*Data supplied*
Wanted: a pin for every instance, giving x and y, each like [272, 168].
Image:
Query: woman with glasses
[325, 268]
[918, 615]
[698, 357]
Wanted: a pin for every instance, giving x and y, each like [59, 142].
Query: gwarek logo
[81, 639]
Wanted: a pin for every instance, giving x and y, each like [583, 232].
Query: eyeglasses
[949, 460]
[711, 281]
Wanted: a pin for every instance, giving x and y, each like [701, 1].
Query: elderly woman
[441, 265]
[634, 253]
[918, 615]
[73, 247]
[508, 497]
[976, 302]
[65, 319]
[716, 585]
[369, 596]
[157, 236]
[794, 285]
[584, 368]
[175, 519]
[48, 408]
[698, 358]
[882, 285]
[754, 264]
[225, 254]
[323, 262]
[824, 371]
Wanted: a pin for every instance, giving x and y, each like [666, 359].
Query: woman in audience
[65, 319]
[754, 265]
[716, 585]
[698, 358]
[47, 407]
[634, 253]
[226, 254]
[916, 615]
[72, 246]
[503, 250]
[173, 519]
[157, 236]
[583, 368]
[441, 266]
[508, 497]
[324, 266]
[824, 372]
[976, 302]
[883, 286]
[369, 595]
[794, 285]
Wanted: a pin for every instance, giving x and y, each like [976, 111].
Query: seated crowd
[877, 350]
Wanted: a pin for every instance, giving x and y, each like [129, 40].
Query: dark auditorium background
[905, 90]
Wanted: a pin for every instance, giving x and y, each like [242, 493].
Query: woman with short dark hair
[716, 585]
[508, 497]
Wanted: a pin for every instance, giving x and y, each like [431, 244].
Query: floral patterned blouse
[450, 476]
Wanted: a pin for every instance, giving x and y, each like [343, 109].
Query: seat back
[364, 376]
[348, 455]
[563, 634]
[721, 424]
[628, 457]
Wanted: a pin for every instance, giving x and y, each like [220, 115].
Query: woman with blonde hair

*Problem details*
Rescale the data starting at the line containing "like [976, 111]." and ending at the last line of the data, reproducing every line, requests included, with each coordinate in the answers multiplied by 1.35 and rounded to the nearest whole number, halves rounded up. Leave the numbers in the requests and in their format samples unchanged.

*Solution to the exercise*
Wanted: a pin for every instance, giving x and y, each like [976, 111].
Query: seated crowd
[1184, 473]
Wanted: a pin for every instance, giving x and y, each like [129, 40].
Query: dark auditorium background
[1222, 122]
Wanted: a pin for every instance, giving x and y, each like [242, 493].
Query: woman with short dark hair
[967, 790]
[686, 671]
Wanted: a pin for every instance, giving x and y, each like [431, 244].
Query: floral patterned blouse
[608, 643]
Wanted: a pin for every instance, giving x and y, each like [343, 109].
Query: seat back
[491, 508]
[470, 614]
[760, 856]
[973, 572]
[848, 617]
Wanted: a pin for every instance, giving x and y, each like [220, 115].
Query: woman with blonde hair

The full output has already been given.